◆ WHAT IS ASKED: Convert the rows below into a Markdown table with the columns No and Text. Start at the line containing "of the window", go through the final line of the rows, number each line, and leave out any blank lines.

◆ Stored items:
<<<<

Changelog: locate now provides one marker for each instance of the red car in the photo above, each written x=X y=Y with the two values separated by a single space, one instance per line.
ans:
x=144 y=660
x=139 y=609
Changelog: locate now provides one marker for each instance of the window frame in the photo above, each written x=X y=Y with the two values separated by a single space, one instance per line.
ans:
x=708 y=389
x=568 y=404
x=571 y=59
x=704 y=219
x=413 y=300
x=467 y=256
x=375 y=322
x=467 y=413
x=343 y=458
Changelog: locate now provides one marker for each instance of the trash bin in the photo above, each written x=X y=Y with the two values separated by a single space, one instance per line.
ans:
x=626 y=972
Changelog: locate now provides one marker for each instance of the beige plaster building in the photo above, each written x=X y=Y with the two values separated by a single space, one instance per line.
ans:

>>>>

◆ THE RESULT:
| No | Text |
|---|---|
| 1 | Changelog: locate now provides one marker for each instance of the window frame in the photo above, each written x=X y=Y with the two values separated by a single space, one instance per line. |
| 2 | ans: |
| 3 | x=708 y=389 |
| 4 | x=568 y=404 |
| 5 | x=571 y=59 |
| 6 | x=704 y=219 |
| 7 | x=413 y=300 |
| 8 | x=467 y=256 |
| 9 | x=375 y=322 |
| 10 | x=467 y=413 |
| 11 | x=343 y=458 |
| 12 | Changelog: locate now provides one marker for each instance of the trash bin in the photo above, each written x=X y=Y with the two values separated by a single space, one instance per line. |
| 13 | ans: |
| 14 | x=626 y=972 |
| 15 | Changelog: locate now provides one marker for each instance of the beige plaster building in the photo above, each written x=X y=Y with the two values separated by a single space, one instance per line. |
| 16 | ans: |